_Work to complete_
Pull out each line of the entries below that contains the string "tree". Case counts when matching.
-- start --
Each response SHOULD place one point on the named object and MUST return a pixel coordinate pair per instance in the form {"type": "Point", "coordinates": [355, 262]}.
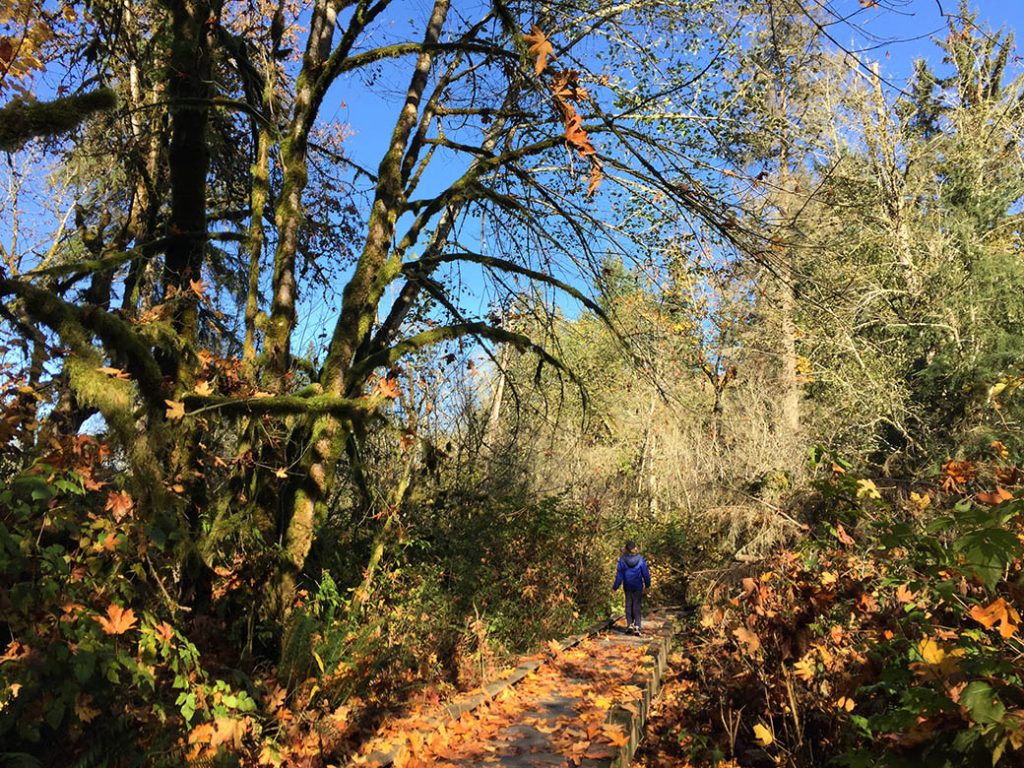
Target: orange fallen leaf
{"type": "Point", "coordinates": [748, 638]}
{"type": "Point", "coordinates": [539, 45]}
{"type": "Point", "coordinates": [118, 621]}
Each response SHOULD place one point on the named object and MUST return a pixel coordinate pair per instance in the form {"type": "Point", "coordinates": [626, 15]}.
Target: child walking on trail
{"type": "Point", "coordinates": [634, 577]}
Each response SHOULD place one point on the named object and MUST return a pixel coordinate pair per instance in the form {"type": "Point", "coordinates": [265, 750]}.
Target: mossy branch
{"type": "Point", "coordinates": [312, 406]}
{"type": "Point", "coordinates": [387, 357]}
{"type": "Point", "coordinates": [23, 120]}
{"type": "Point", "coordinates": [414, 268]}
{"type": "Point", "coordinates": [119, 338]}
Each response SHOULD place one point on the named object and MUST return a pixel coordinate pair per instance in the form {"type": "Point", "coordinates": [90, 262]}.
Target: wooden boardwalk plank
{"type": "Point", "coordinates": [585, 707]}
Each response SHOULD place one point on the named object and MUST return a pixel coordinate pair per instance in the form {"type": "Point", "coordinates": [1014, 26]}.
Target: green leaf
{"type": "Point", "coordinates": [984, 706]}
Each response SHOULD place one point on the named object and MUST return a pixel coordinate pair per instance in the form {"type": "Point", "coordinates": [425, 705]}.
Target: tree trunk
{"type": "Point", "coordinates": [376, 267]}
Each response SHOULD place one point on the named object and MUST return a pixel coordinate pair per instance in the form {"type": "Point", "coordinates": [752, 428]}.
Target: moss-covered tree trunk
{"type": "Point", "coordinates": [376, 267]}
{"type": "Point", "coordinates": [188, 162]}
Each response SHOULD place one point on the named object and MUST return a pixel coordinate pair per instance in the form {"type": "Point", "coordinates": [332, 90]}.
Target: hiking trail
{"type": "Point", "coordinates": [581, 705]}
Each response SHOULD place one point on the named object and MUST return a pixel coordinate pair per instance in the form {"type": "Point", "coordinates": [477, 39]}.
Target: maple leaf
{"type": "Point", "coordinates": [175, 410]}
{"type": "Point", "coordinates": [920, 502]}
{"type": "Point", "coordinates": [748, 638]}
{"type": "Point", "coordinates": [867, 489]}
{"type": "Point", "coordinates": [903, 594]}
{"type": "Point", "coordinates": [118, 621]}
{"type": "Point", "coordinates": [539, 45]}
{"type": "Point", "coordinates": [120, 504]}
{"type": "Point", "coordinates": [843, 537]}
{"type": "Point", "coordinates": [615, 735]}
{"type": "Point", "coordinates": [997, 497]}
{"type": "Point", "coordinates": [165, 631]}
{"type": "Point", "coordinates": [997, 612]}
{"type": "Point", "coordinates": [117, 373]}
{"type": "Point", "coordinates": [576, 136]}
{"type": "Point", "coordinates": [228, 730]}
{"type": "Point", "coordinates": [84, 710]}
{"type": "Point", "coordinates": [763, 735]}
{"type": "Point", "coordinates": [931, 651]}
{"type": "Point", "coordinates": [805, 669]}
{"type": "Point", "coordinates": [845, 702]}
{"type": "Point", "coordinates": [388, 386]}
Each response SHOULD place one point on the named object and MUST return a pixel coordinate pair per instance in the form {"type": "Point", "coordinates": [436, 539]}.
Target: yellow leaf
{"type": "Point", "coordinates": [763, 735]}
{"type": "Point", "coordinates": [867, 489]}
{"type": "Point", "coordinates": [750, 639]}
{"type": "Point", "coordinates": [805, 669]}
{"type": "Point", "coordinates": [175, 410]}
{"type": "Point", "coordinates": [118, 621]}
{"type": "Point", "coordinates": [931, 651]}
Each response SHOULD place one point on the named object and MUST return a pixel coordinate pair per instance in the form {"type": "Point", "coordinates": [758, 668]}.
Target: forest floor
{"type": "Point", "coordinates": [582, 704]}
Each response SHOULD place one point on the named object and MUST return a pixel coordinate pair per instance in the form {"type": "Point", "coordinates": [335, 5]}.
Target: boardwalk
{"type": "Point", "coordinates": [584, 706]}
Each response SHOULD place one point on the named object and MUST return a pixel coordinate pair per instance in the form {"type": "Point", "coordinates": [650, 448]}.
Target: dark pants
{"type": "Point", "coordinates": [633, 607]}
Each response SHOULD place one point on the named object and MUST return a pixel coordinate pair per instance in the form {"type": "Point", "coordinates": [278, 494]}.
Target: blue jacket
{"type": "Point", "coordinates": [632, 573]}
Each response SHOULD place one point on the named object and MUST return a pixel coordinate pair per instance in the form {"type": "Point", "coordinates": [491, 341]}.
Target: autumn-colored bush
{"type": "Point", "coordinates": [889, 636]}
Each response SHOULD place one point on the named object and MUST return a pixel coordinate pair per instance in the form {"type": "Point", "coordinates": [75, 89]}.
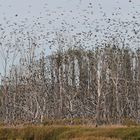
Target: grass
{"type": "Point", "coordinates": [69, 133]}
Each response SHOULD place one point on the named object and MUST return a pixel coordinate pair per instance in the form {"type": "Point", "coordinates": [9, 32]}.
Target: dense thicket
{"type": "Point", "coordinates": [102, 84]}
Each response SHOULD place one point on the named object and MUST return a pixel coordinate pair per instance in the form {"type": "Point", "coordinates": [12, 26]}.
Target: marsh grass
{"type": "Point", "coordinates": [70, 133]}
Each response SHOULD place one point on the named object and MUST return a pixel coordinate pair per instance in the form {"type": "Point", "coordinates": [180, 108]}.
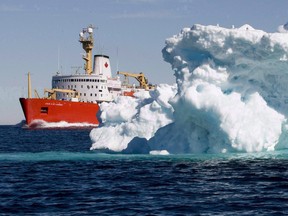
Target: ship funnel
{"type": "Point", "coordinates": [102, 65]}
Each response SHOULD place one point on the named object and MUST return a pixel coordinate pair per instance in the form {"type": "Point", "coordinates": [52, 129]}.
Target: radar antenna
{"type": "Point", "coordinates": [86, 38]}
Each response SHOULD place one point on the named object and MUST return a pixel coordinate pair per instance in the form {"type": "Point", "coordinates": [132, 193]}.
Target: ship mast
{"type": "Point", "coordinates": [86, 38]}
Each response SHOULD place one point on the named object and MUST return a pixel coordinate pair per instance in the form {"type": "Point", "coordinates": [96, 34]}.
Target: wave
{"type": "Point", "coordinates": [93, 156]}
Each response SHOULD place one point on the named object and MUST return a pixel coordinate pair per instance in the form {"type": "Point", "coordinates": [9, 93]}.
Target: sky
{"type": "Point", "coordinates": [41, 36]}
-- end --
_Written response_
Target: tree trunk
Target: moss-covered tree trunk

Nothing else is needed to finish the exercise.